* [PROMPT] Your answer must be the records below, given again exactly, with no pictures in it.

* [GIVEN RECORDS]
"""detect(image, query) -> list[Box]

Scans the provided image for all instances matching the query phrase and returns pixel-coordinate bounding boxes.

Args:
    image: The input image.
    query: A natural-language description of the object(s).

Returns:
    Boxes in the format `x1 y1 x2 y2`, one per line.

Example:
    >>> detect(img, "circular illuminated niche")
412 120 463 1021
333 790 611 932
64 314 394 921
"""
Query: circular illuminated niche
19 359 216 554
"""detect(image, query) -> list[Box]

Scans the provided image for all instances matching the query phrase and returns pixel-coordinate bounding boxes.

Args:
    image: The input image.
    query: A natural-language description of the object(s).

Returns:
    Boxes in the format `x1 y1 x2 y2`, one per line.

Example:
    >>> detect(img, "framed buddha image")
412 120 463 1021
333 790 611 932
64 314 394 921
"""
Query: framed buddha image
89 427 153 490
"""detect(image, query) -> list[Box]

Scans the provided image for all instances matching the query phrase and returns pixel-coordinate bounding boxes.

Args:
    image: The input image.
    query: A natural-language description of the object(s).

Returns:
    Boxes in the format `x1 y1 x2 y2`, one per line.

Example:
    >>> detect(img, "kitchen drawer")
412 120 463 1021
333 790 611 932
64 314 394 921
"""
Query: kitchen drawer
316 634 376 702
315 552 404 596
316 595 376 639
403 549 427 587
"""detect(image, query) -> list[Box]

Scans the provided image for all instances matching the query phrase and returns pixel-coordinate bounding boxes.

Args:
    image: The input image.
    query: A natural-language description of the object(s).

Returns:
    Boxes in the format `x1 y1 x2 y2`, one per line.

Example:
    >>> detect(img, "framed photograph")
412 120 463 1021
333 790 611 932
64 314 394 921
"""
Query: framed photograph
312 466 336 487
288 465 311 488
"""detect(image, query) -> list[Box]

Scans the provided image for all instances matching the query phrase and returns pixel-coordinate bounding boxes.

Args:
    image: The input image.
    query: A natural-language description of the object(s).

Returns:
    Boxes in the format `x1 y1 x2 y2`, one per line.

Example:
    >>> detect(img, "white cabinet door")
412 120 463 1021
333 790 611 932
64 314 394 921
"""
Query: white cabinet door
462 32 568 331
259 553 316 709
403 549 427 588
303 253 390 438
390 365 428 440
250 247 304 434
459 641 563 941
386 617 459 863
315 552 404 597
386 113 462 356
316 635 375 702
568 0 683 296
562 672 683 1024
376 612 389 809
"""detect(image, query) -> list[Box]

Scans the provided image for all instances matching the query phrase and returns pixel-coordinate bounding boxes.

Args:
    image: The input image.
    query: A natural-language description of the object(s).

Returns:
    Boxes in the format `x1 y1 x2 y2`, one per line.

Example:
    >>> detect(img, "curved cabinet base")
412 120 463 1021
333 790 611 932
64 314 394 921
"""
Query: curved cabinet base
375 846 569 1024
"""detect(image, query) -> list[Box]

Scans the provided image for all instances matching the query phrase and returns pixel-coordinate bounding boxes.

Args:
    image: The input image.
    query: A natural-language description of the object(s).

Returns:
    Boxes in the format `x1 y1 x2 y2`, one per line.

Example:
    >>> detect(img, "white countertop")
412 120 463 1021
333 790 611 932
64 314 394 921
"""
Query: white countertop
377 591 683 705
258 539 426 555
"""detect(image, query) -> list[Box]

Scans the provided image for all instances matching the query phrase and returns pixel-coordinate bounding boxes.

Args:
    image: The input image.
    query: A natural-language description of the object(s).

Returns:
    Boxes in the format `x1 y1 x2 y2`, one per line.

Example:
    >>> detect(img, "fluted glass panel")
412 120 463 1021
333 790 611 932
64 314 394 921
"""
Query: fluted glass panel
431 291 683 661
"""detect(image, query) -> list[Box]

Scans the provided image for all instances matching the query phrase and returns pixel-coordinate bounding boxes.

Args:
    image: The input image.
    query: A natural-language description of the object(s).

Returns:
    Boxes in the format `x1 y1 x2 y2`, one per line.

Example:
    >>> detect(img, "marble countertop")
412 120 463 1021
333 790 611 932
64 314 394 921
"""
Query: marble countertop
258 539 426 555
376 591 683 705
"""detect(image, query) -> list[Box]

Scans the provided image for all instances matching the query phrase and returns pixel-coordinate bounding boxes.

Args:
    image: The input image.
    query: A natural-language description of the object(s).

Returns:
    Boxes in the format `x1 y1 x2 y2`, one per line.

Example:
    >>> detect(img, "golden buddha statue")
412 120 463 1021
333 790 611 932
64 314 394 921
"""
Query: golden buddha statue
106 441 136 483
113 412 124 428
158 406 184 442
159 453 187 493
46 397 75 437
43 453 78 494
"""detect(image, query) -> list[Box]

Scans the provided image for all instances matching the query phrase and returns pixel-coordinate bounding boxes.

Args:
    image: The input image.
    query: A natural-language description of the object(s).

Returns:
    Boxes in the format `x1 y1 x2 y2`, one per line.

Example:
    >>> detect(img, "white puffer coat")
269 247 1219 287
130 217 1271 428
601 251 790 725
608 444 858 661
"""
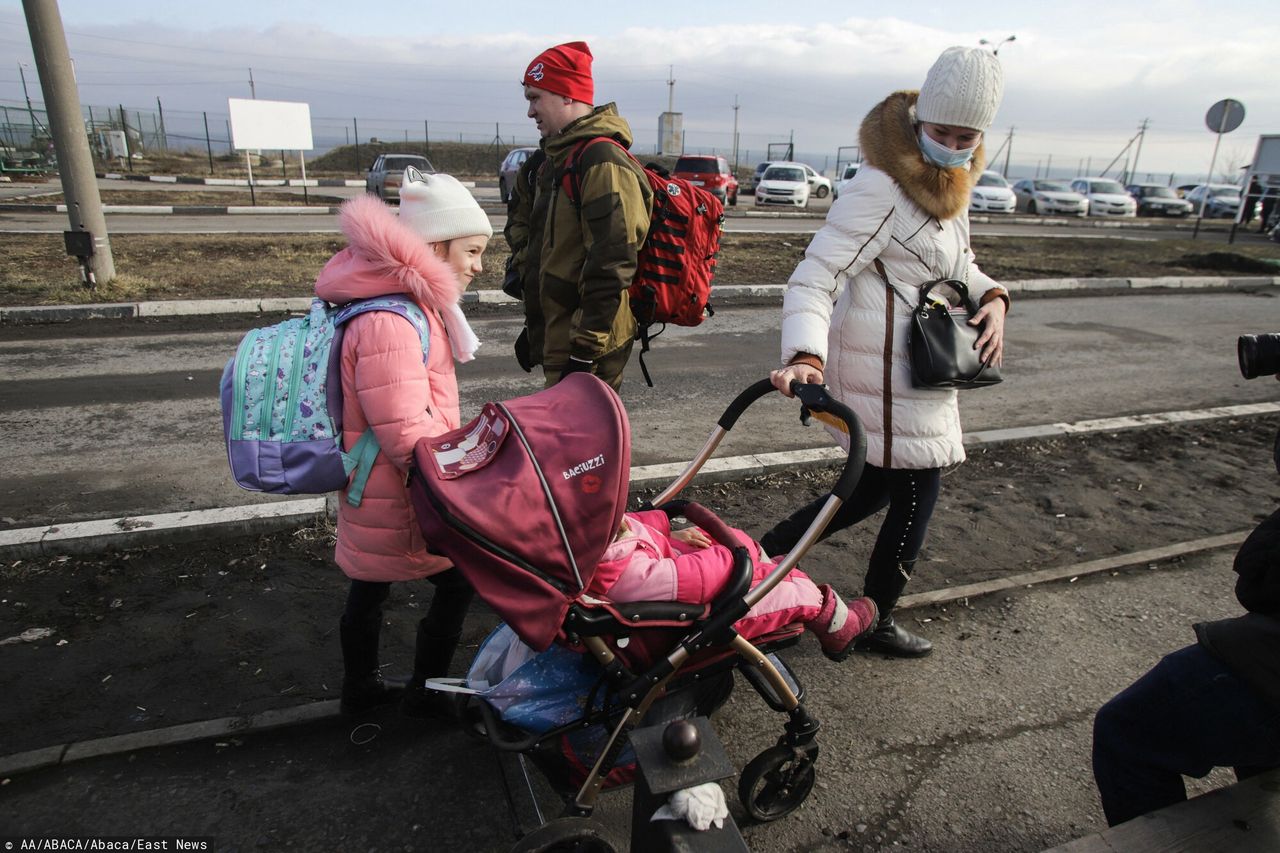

* [OUTPUT]
"""detect(image, query) -> list[Box]

Scans the provided image for all instances matching the query phrase and returns pixel-coordinate bounding boxes.

Args:
    image: The input image.
    query: A natural-language description of the object(s).

Returns:
    Boxes in the format `x1 y1 x2 y2`, one per line.

Example:
    >>> detect(img, "circular illuminated niche")
412 120 463 1021
333 790 611 932
64 314 394 921
"""
Query: circular illuminated niche
19 359 216 554
"""detect(image, query) -> list[Box]

Scans the provided image for all instances matching the query phrase and returns pixel-coordinate bounding boxes.

Args:
    image: The input image.
    query: A natural-language description of the object(s).

Returns:
    Boxes in the format `x1 y1 x2 y2`, one per line.

Example:
    >>> detect(img, "framed buddha image")
412 120 463 1021
333 790 611 932
64 314 394 921
"""
Query: framed buddha image
89 427 153 490
"""detect(image, query) -> list[Box]

Scans the provided image for all instances matching the query phrase and returns pixel-coordinate bounding boxes.

Args:
    image: The input image.
    query: A natural-language description of the object(s).

Returns:
    Boxes in the format `x1 y1 x2 y2`, one per line.

Example:
    >>> detect(img, "kitchen drawer")
412 120 463 1021
333 790 611 932
64 314 394 921
"""
Query: kitchen drawer
316 634 376 702
315 552 404 596
316 595 376 639
403 549 427 587
"""detect(image, query) -> list[Box]

Scans the provided image for all instances matching the query phrase and returns pixel-coordinate bounding boxes.

Args:
    image: The input image.
    query: A natural-language description of the object(s).

Returns:
    Boxes in the format `x1 y1 x2 y2`, one per line.

Example:
    >>> detect(img, "framed photograph")
412 120 463 1021
333 790 611 932
64 314 394 921
"""
Query: framed photograph
312 466 336 487
288 465 311 488
"""detect(image, query) -> list[Box]

Scans the provided image for all instances matching the query phrase and returns pixel-coordinate bounding boxes.

Args:
    image: The input image.
    query: A natural-language description of the object(s).

Returns:
    Boxes in the format `x1 y1 x2 y2`, one per line.

Example:
    >>> detect(img, "white cabinet door")
412 120 463 1021
333 790 611 932
64 314 394 921
"""
Query: white cabinet door
462 32 568 331
259 553 316 709
403 549 427 588
303 253 390 438
390 365 428 440
250 247 304 434
459 641 563 941
386 617 459 863
315 552 404 597
386 113 462 356
316 635 375 702
568 0 683 296
562 672 683 1024
376 612 389 809
"""detect(image, query) -> list[Box]

Scans the provided image for all instances matching the query phrase and returns pixel-coordinate bounding boxes.

Args:
    image: The input image.
    query: A natural-language description of the object(s).

Returns:
    Boxes in the format `x1 y1 x2 y2`, one per line.

Example:
    >>> detect(img, "curved cabinet base")
412 120 463 1021
333 790 611 932
64 314 394 921
"""
Query: curved cabinet base
375 846 569 1024
"""detect(image, query) -> list[Box]

Scans the provided image for all instances matching the query phrase and returns pixel-coordinate bounding boxes.

Args:
    image: The input image.
    query: A natural-language description of the object(s).

Returns:
    Boxes in the format `x1 y1 x2 y2`, one per line.

Example:
    >>> detect(img, "white countertop")
412 120 463 1021
333 790 611 932
64 314 394 921
"""
Query: white countertop
377 591 683 705
258 539 426 555
"""detect(image, query) -> list[Box]

Scans the provided image for all instances matching the query phrase and returns pixel-coordinate bounding boxes.

Args:
    image: The input image.
    query: A natural-language description of the object(s).

Returns:
    Boxes in the format `x1 y1 x2 y2`, one per line.

Example:
    >>> detect(img, "fluted glass panel")
412 120 463 1021
333 790 611 932
64 314 394 921
"""
Query: fluted glass panel
431 291 683 661
"""detect(image, query) -> list[Box]

Scans the provided image for all instances matching the query phrase and returns pixel-coordinate bounding boxes.

Args:
    image: The input image.
    query: A natural-language description of the object(s).

Returns:
    Boxes in the format `x1 y1 x2 y2`, one per line.

Example:
    >>> detect(img, "marble countertop")
412 120 463 1021
333 790 611 932
64 314 394 921
"""
Query: marble countertop
258 539 426 555
376 591 683 705
"""detect(image, query) -> list[Box]

Scans the provided image for all instances matching the query phrase and returns pixel-coordinate bounding boxes.

Args:
    image: The input image.
    query: A natural-language description of the object(s).

Returns:
    Boxes in the format `x1 y1 x2 y2`, one per line.

Example:
    >>> detect(img, "golden buddha statue")
412 120 463 1021
333 790 611 932
64 314 394 921
"""
Query: golden buddha statue
106 441 136 483
113 412 124 428
158 406 184 442
159 453 187 493
46 397 75 437
43 453 78 494
"""detect(image, query) -> list[Box]

Scans the provided image for all instances matching the query phrase and returns pixel-coordinate bounding boxes.

Args:
    image: The input image.
    query: A natural-language description of the object(s).

Returns:
    Boxes in the format `x1 y1 x2 y2`, one per line.

Example:
    >>> detect(img, "white puffer coat")
269 247 1219 287
130 217 1271 428
601 251 790 725
608 444 858 661
"""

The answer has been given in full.